Collection entries
╔══

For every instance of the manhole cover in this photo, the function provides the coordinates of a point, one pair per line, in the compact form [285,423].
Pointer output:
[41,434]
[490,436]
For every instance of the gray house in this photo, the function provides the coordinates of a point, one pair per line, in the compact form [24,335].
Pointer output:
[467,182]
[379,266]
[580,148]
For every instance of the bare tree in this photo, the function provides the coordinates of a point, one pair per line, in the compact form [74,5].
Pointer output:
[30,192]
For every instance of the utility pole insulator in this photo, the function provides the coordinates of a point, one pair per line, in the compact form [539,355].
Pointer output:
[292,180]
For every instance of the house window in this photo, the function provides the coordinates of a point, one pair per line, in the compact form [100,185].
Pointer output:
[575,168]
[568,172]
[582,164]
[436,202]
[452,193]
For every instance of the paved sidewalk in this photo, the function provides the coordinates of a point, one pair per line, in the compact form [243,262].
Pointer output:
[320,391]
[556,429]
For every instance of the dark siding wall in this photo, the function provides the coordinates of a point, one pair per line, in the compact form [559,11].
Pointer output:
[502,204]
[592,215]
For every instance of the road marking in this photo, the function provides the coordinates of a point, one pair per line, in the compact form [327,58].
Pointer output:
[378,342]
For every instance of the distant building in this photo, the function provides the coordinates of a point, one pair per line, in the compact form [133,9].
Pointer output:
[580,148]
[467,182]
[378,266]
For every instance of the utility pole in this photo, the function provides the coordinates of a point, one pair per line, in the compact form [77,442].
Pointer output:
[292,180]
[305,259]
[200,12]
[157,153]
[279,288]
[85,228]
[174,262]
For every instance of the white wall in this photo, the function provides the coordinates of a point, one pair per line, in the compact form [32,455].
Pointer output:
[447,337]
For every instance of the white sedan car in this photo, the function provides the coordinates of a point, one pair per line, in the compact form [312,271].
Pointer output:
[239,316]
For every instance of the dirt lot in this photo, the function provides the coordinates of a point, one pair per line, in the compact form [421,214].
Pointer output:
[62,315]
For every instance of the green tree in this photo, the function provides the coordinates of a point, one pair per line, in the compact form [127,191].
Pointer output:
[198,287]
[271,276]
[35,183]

╚══
╔══

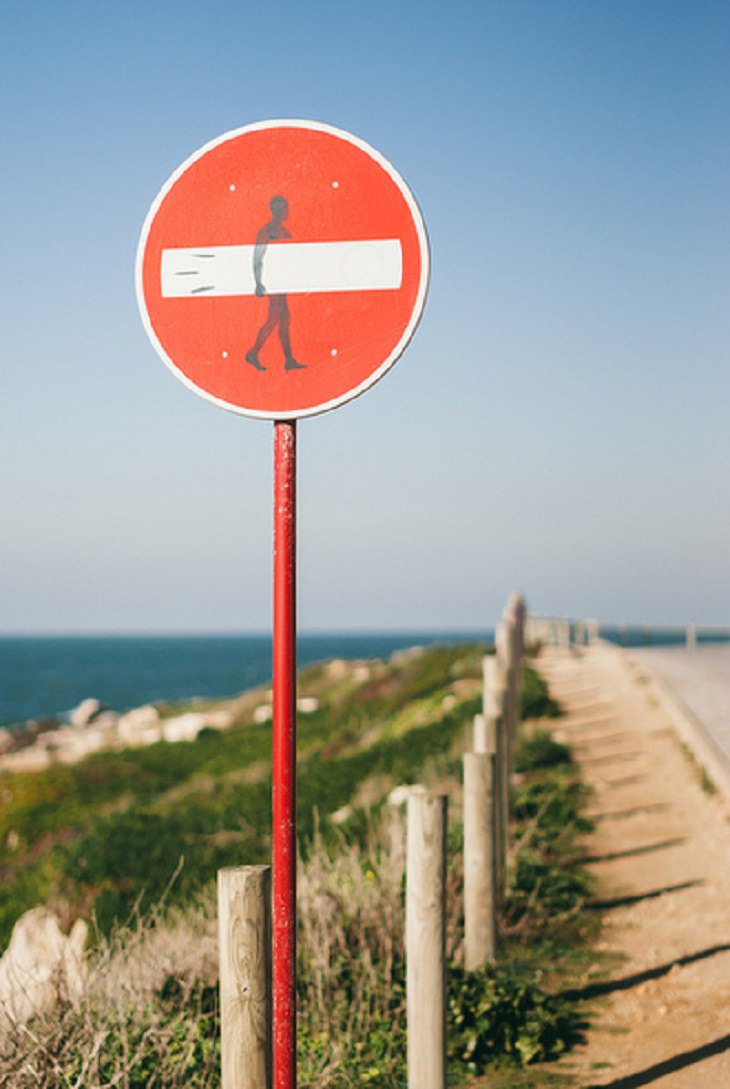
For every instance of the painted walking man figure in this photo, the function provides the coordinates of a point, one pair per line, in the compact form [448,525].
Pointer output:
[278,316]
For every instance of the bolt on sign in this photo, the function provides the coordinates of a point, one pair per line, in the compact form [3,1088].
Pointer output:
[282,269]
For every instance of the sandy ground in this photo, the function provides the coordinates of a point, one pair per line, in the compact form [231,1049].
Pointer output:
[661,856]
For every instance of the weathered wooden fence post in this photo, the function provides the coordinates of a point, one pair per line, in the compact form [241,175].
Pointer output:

╚══

▶ REQUIRED ACTION
Please show every line of the entries above that contains the word "utility".

▶ REPLY
For every instance of the utility pole insulator in this photo, the function provides the coordinates of a point, one pair per line, in the compact form [539,355].
For every instance of the utility pole in this photo, the function provides the coordinates of a point, one pair per line, in the compact form [77,442].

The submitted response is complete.